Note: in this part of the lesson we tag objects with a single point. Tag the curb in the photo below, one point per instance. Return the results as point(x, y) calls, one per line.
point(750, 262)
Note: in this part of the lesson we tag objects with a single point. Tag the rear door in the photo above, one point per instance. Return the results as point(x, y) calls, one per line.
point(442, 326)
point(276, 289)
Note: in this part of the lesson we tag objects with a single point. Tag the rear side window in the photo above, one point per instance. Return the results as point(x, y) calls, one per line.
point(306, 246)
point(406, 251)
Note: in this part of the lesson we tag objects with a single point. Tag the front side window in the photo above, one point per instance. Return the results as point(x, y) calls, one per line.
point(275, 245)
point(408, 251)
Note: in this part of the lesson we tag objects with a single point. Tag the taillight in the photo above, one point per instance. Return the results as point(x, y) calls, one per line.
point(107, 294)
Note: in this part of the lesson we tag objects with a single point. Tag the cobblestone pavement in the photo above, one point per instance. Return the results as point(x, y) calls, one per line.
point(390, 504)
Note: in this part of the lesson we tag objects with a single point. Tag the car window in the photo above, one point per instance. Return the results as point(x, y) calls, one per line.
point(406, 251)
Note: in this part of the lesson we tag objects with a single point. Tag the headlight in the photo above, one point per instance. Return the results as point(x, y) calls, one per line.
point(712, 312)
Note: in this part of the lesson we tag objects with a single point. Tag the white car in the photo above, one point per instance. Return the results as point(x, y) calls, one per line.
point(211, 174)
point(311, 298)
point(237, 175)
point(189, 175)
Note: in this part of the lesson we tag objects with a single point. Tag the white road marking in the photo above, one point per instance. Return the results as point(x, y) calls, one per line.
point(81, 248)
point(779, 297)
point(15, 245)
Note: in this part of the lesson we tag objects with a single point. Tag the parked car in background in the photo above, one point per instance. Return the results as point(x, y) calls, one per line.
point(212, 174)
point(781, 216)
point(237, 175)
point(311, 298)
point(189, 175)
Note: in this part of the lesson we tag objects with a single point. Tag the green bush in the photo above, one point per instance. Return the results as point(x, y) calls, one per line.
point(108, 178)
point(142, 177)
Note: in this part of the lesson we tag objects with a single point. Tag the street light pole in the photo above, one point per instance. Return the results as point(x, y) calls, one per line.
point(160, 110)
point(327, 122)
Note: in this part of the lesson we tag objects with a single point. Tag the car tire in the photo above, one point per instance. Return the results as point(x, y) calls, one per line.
··········
Directions for this task: Your answer should be the records above, set down exactly.

Finished task:
Note: in this part of the lesson we tag objects with a single point. Tag the curb in the photo below, one point per instance. Return the results as point(x, y) calls, one per line.
point(750, 262)
Note: in this part of the lesson we tag objects with a single point. Tag the rear door in the photo above, one point per instance. Return the results as point(x, y) calls, one per line.
point(442, 326)
point(276, 289)
Note: in this part of the lesson we tag objects with a single point. Tag the rear side window in the photo above, one point per instance. Return the results as point(x, y) calls, one per line.
point(306, 246)
point(406, 251)
Note: in this part of the lesson we tag objects with a single point. Tag the front side window in the photo above, one point per instance. Return the results as point(x, y) calls, one per line.
point(275, 245)
point(408, 251)
Note: in this part of the lesson we tag objects with a single point. Tag the taillight in the photo above, one point per instance. Return the results as point(x, y) calls, one per line.
point(107, 294)
Note: in this part of the lesson we tag objects with a single point. Tag the cobblestone pavement in the photo above, one point per instance. Return the results as point(x, y) calls, one per line.
point(390, 504)
Note: in this part of the lesson we tag objects with a single point. Tag the car window in the photo above, one point per instance. Return the results as point(x, y) calls, one per line.
point(406, 251)
Note: in this part of the lesson we tag objects with a single point. Tag the headlight in the photo above, one point per instance. Return the results as point(x, y) calls, one per line.
point(712, 312)
Note: in this part of the lesson we tag objects with a single point. Tag the white car in the photo above, one point per instance. Return the results as point(x, y) calls, one per line.
point(211, 174)
point(311, 298)
point(237, 175)
point(189, 175)
Note: in this part of the lesson we tag objects with a single point. Tag the white road marking in the photo above, one point per instance. Return the results as point(x, y) calls, one per line.
point(81, 248)
point(779, 297)
point(15, 245)
Note: in this part of the lesson we tag objects with a single point. Tag the parked car in background in the photo above, one point per instance. Return the results as point(x, y) calls, one per line.
point(212, 174)
point(781, 216)
point(237, 175)
point(311, 298)
point(189, 175)
Note: in this part of the lesson we tag objects with a single point. Tag the green bush in the photo above, one point per instance. Return the results as point(x, y) calls, one per line.
point(108, 178)
point(142, 177)
Note: in this part of the lesson we tag objects with a single point. Tag the street light pole in the photo above, one point per instance. Return the results as point(x, y) calls, one per line.
point(160, 110)
point(327, 122)
Note: in this part of the lesson we tag objects with a single point. Tag the car tire in the photo above, one point per instance. Return the results as point(x, y) calls, one per line.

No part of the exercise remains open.